• _EXCERPT TO READ_
More than a few of the illegal-alien Central Americans who have trudged north through Mexico, hoping to file false asylum claims and disappear into the United States, are sick — very sick, with communicable viral or bacterial diseases.
One of those diseases might be the mumps, according to a report from the health department in Houston.
Seven Cases
“We confirm seven mumps cases at an [Immigration and Customs Enforcement] facility in Houston,” the department tweeted. “All seven individuals are adult detainees who were detained during their infectious period. There is no evidence the disease was transmitted to anyone outside of the facility.”
City officials reported that all seven were adults, which likely means they were not vaccinated as children. “Since these individuals were isolated inside the facility during the period they were infectious, we do not anticipate these cases posing a threat to the community,” Dr. David Persse said. Persse is Houston’s local health authority and EMS medical director.
The city also said the health department “is working with the facility on infection control methods and will conduct an on-site visit in the coming days.”
But that doesn’t address an important question that is, ultimately, unanswerable: How many “migrants” had mumps and other communicable and possibly fatal diseases, such as multi-drug resistant tuberculosis, but were not symptomatic at the time they were held, and thus released into the United States to spread contagion among unsuspecting Americans?
Epidemics Coming?
Seven cases of the mumps doesn’t sound all that bad. But they aren’t the whole story.
As the Washington Times reported on December 31, dozens of sick “migrants” are being deposited in the lap of ICE — and then to hospitals — each and every day.

• _PROVIDED MATERIAL_
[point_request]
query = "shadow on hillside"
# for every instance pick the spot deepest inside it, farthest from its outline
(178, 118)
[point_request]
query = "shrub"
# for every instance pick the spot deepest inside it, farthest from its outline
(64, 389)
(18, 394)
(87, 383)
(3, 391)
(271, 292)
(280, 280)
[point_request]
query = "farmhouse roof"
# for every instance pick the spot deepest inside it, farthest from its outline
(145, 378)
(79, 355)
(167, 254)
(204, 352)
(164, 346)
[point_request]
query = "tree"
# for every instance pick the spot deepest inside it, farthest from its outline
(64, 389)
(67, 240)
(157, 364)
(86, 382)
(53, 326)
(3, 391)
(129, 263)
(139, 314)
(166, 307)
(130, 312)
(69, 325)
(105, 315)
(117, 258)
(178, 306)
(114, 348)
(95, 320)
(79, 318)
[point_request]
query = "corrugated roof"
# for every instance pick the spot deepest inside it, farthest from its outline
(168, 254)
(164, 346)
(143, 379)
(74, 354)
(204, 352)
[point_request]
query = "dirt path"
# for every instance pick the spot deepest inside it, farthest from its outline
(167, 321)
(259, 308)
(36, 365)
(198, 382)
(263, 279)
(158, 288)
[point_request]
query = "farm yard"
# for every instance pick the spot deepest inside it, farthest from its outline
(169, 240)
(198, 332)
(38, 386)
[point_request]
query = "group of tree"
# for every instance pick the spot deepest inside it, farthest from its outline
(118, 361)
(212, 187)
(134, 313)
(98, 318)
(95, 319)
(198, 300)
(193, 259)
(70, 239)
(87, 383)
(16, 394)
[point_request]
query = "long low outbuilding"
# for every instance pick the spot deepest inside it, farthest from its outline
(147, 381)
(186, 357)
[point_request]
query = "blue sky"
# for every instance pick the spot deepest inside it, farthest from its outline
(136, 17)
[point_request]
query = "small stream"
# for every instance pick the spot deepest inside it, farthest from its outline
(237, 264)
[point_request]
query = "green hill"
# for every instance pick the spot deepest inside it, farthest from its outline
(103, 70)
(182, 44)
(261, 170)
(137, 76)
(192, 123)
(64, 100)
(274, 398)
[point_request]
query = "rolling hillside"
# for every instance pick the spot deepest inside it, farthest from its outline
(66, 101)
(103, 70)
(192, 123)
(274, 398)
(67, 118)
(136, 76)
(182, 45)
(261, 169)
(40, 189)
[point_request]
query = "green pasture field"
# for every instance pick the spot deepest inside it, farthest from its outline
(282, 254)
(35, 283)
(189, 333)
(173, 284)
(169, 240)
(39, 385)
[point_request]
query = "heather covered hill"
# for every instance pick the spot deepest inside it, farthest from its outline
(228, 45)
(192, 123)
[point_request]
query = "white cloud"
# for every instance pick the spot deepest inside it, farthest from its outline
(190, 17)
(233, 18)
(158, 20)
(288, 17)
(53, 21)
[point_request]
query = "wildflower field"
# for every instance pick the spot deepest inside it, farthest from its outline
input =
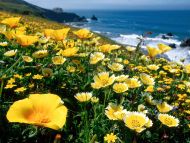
(61, 84)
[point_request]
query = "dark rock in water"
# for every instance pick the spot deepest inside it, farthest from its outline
(165, 37)
(94, 18)
(83, 19)
(172, 46)
(185, 43)
(169, 34)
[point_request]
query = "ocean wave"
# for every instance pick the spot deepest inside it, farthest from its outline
(176, 54)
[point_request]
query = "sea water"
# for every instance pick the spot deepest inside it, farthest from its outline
(126, 26)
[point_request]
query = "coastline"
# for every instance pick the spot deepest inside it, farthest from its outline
(177, 54)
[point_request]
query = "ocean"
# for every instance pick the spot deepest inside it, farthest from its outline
(125, 26)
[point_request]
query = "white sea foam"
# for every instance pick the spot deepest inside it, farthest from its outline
(175, 54)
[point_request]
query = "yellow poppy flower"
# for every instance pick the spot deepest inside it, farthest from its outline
(150, 88)
(112, 110)
(136, 121)
(83, 97)
(120, 87)
(12, 22)
(37, 76)
(187, 111)
(96, 57)
(116, 67)
(122, 78)
(94, 99)
(130, 49)
(147, 79)
(58, 60)
(40, 54)
(83, 34)
(141, 108)
(39, 109)
(10, 53)
(25, 40)
(3, 44)
(71, 69)
(60, 34)
(69, 52)
(21, 89)
(133, 83)
(27, 59)
(152, 52)
(110, 138)
(69, 43)
(187, 68)
(102, 80)
(153, 67)
(10, 86)
(164, 107)
(168, 120)
(164, 48)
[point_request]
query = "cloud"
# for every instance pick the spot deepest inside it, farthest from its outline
(113, 4)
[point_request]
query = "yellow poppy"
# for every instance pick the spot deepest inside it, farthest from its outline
(12, 22)
(25, 40)
(168, 120)
(10, 53)
(120, 87)
(83, 97)
(112, 111)
(187, 68)
(133, 83)
(164, 107)
(102, 80)
(58, 60)
(137, 121)
(147, 79)
(27, 59)
(40, 54)
(39, 109)
(110, 138)
(69, 52)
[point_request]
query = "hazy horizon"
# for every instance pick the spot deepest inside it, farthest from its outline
(114, 4)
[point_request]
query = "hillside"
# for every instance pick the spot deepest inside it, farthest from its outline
(22, 7)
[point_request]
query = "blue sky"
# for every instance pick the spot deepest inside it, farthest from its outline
(113, 4)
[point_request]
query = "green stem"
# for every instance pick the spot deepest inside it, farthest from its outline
(86, 124)
(9, 69)
(1, 88)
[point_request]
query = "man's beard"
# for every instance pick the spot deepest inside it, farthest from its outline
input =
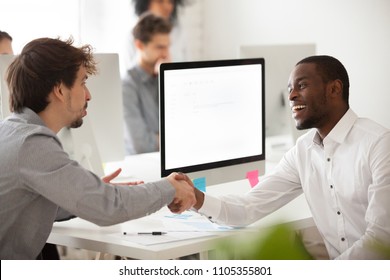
(76, 124)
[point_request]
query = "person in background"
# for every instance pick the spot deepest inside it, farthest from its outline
(167, 9)
(39, 183)
(5, 43)
(140, 85)
(342, 165)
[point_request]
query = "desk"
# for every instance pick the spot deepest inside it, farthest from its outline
(78, 233)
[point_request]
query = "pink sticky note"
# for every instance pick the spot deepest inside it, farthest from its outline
(253, 177)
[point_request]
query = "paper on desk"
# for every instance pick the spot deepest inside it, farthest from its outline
(192, 222)
(160, 239)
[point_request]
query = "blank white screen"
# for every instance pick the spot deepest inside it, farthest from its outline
(212, 114)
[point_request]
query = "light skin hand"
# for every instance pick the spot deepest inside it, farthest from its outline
(107, 179)
(185, 194)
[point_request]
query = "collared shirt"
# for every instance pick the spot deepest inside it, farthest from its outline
(37, 177)
(345, 179)
(140, 108)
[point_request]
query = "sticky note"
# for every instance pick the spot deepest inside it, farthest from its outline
(253, 177)
(200, 183)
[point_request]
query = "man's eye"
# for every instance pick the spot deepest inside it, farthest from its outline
(302, 86)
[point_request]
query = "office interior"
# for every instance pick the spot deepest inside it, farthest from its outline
(357, 32)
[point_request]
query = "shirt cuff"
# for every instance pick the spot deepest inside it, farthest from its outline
(211, 207)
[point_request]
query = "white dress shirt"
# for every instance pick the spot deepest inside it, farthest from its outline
(346, 182)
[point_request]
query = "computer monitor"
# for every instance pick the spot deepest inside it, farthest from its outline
(212, 122)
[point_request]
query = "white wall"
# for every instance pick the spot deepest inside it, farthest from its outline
(357, 32)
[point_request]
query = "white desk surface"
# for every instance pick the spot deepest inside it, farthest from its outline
(78, 233)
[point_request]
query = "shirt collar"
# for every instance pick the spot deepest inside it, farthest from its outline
(340, 130)
(29, 116)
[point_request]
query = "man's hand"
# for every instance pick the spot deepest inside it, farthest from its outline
(185, 194)
(198, 194)
(107, 179)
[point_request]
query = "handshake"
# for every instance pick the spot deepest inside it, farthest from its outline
(186, 196)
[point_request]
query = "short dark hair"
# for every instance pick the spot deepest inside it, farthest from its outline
(330, 69)
(142, 6)
(5, 35)
(43, 64)
(149, 25)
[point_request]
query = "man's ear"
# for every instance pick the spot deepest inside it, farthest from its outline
(139, 44)
(58, 92)
(336, 88)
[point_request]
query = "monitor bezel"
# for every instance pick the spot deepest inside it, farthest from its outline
(206, 64)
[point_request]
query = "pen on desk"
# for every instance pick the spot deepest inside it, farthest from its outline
(153, 233)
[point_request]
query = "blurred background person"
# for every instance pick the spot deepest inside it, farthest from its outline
(169, 10)
(5, 43)
(140, 85)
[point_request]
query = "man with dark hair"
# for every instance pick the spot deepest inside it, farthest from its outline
(342, 165)
(5, 43)
(39, 183)
(140, 86)
(164, 8)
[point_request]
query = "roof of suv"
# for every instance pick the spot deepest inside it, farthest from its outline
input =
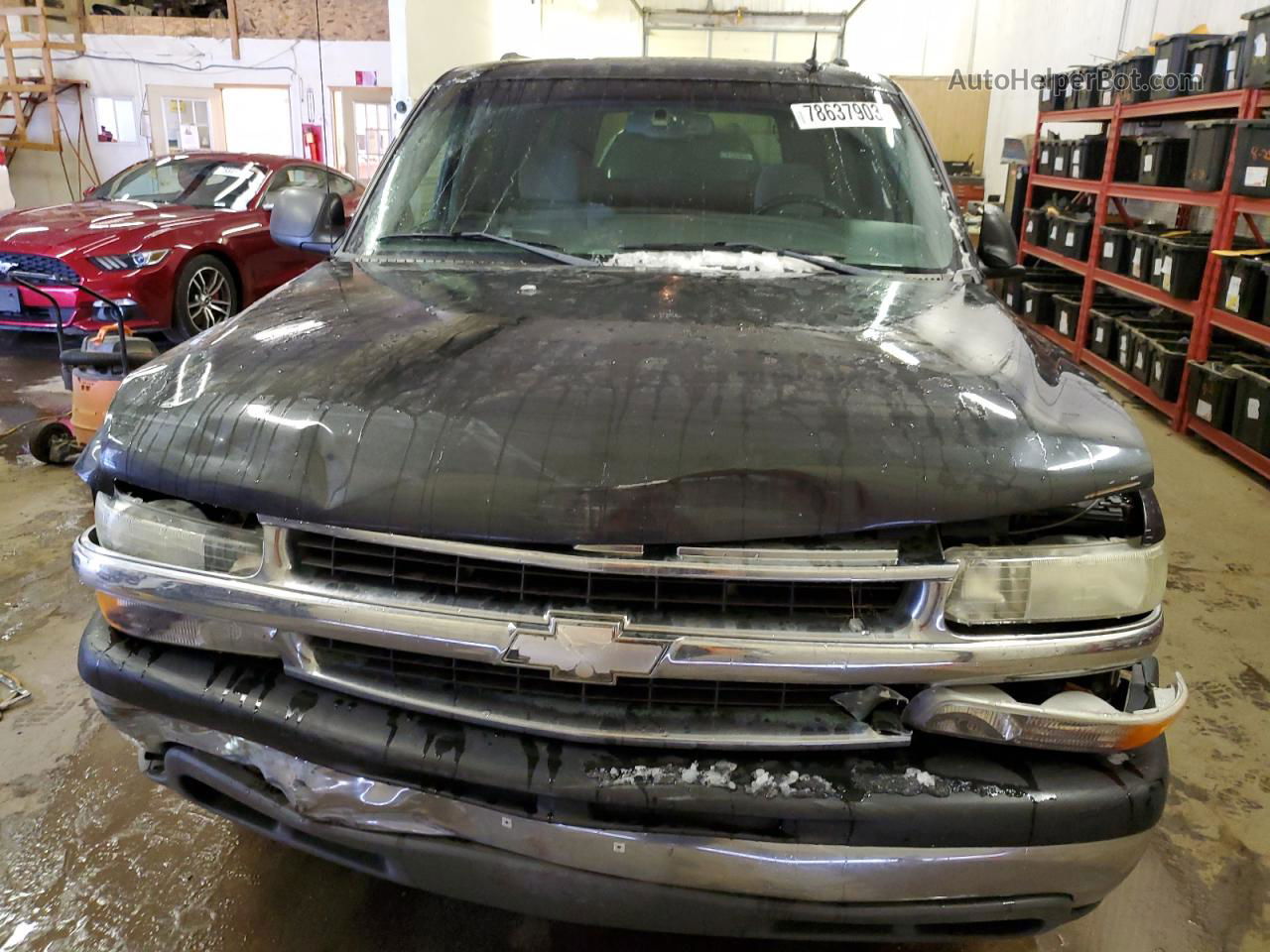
(679, 68)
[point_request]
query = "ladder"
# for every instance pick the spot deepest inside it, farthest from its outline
(22, 94)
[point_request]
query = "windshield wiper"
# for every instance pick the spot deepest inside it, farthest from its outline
(825, 262)
(541, 250)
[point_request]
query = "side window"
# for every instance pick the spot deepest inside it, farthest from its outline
(296, 177)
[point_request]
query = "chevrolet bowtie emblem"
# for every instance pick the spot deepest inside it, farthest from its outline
(581, 648)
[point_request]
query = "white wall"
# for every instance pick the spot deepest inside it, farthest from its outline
(123, 66)
(430, 37)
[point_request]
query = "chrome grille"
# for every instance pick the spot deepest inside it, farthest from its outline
(42, 264)
(538, 588)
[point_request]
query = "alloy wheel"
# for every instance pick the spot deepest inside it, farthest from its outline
(208, 298)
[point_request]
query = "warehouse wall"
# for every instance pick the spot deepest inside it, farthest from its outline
(123, 66)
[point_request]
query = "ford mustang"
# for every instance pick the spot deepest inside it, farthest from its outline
(181, 241)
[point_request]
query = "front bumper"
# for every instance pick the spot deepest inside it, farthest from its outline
(938, 839)
(146, 304)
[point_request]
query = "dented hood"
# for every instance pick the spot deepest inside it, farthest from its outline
(576, 405)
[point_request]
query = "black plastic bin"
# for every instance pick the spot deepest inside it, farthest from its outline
(1102, 322)
(1039, 298)
(1053, 91)
(1251, 417)
(1242, 286)
(1146, 343)
(1012, 294)
(1166, 362)
(1046, 157)
(1251, 146)
(1206, 61)
(1232, 66)
(1086, 157)
(1256, 49)
(1035, 227)
(1129, 330)
(1169, 73)
(1164, 160)
(1210, 393)
(1115, 249)
(1062, 162)
(1182, 264)
(1206, 159)
(1128, 157)
(1067, 312)
(1075, 234)
(1130, 79)
(1142, 249)
(1093, 81)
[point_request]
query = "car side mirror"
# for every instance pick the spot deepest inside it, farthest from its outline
(998, 248)
(308, 218)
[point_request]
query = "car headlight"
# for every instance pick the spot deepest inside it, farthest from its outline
(1056, 583)
(175, 532)
(132, 259)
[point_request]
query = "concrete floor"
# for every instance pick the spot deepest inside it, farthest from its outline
(94, 857)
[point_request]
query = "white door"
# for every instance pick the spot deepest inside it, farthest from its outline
(258, 119)
(363, 128)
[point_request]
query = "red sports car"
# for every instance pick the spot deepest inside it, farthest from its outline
(182, 243)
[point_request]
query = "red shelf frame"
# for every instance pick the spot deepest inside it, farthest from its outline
(1242, 326)
(1205, 312)
(1229, 445)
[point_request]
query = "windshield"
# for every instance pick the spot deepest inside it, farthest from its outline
(187, 179)
(598, 167)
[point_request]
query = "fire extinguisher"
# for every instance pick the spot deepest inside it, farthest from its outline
(313, 141)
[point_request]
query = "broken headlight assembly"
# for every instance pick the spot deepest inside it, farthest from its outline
(1070, 720)
(1067, 581)
(175, 532)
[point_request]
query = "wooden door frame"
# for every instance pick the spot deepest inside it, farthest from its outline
(341, 111)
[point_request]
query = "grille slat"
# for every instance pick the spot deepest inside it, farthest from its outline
(437, 676)
(45, 264)
(538, 588)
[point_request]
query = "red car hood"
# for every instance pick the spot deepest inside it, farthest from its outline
(93, 227)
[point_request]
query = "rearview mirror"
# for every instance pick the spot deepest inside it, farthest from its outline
(308, 218)
(998, 248)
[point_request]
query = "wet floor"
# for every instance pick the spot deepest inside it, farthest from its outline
(94, 857)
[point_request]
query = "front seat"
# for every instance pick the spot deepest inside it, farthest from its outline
(790, 179)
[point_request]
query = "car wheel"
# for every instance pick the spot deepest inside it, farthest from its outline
(204, 296)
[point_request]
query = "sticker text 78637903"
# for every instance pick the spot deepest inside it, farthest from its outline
(829, 116)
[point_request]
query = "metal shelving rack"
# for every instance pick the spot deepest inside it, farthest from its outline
(1238, 103)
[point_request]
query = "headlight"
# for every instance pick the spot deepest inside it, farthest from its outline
(132, 259)
(176, 534)
(1071, 720)
(1057, 583)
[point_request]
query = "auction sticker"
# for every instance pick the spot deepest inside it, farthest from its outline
(837, 116)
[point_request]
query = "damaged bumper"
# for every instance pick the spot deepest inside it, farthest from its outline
(935, 839)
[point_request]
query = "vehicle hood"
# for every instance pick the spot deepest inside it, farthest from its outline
(570, 405)
(95, 227)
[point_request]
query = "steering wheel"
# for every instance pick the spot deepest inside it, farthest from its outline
(781, 200)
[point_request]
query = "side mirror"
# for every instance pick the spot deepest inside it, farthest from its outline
(998, 248)
(308, 218)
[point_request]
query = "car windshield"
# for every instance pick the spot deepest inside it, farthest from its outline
(593, 168)
(187, 179)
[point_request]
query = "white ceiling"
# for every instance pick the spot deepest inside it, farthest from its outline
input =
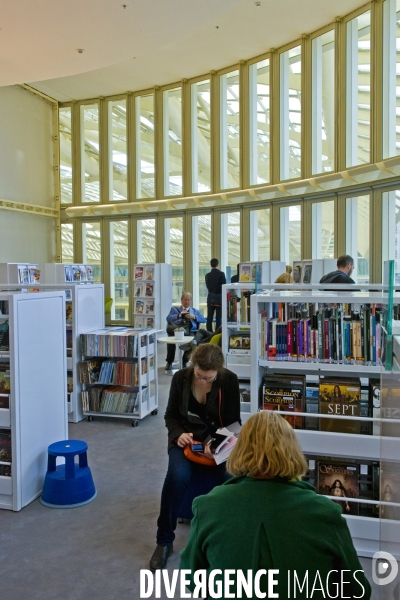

• _REQUIRED ACTION 1_
Render this sentence from the mumps article in Spanish: "Seven cases of the mumps doesn't sound all that bad."
• _REQUIRED ACTION 2_
Please carry on the mumps article from its final sentence.
The listing comes from a different source than the mumps article.

• _ANSWER SPACE 1_
Siete casos de paperas no suenan tan graves.

• _ANSWER SPACE 2_
“Border authorities are referring 50 people a day for urgent medical care, including tuberculosis, flu and even pregnant women about to give birth, a top official said Monday, saying it’s unlike anything they’ve ever seen before,” the Times reported.
If that number is holding, then in the first month of 2019, border agents have dealt with more than 1,500 sick illegal aliens.
“Most of those in need of care are children, and a staggering 28 percent are under age 5, having been dragged along for the trip by parents who in many cases are hoping to use the children as a shield against speedy deportation from the U.S.,” the Times reported.
Kevin McAleenan, chieftain of Customs and Border Protection, told the Times that most of the illegal aliens are sick when they depart their homes in Central America, which means they are spreading diseases among those “migrants” who aren’t sick.
“We’re talking about cases of pneumonia, tuberculosis, parasites,” he told the Times. “These are not things that developed urgently in a matter of days.”
And since “commercial buses are also delivering migrants to parts of the border such as western Texas and New Mexico that have traditionally been less afflicted by the flow of immigrants crossing into the U.S. illegally,” Americans could face a major outbreak of deadly disease.
One-third Sick
Another indicator of just how sickly the illegal aliens are came from Mexican authorities in November.
Of the 6,000 “migrants” in Tijuana at the time, more than 2,220 were ill with AIDS, chickenpox, and tuberculosis. They also had lice, which carries the typhus bacterium, Rickettsia prowazekii, and some might well have been sick with American trypanosomiasis, also known as Chagas disease.
Last year, the National Center for Biotechnology Information reported that 37,684 immigrants with TB entered the United States between 2005 and 2009. Most, more than 9,000, came from Mexico. Of more concern, however, than TB generally are the multi-drug resistant cases that came in: 482.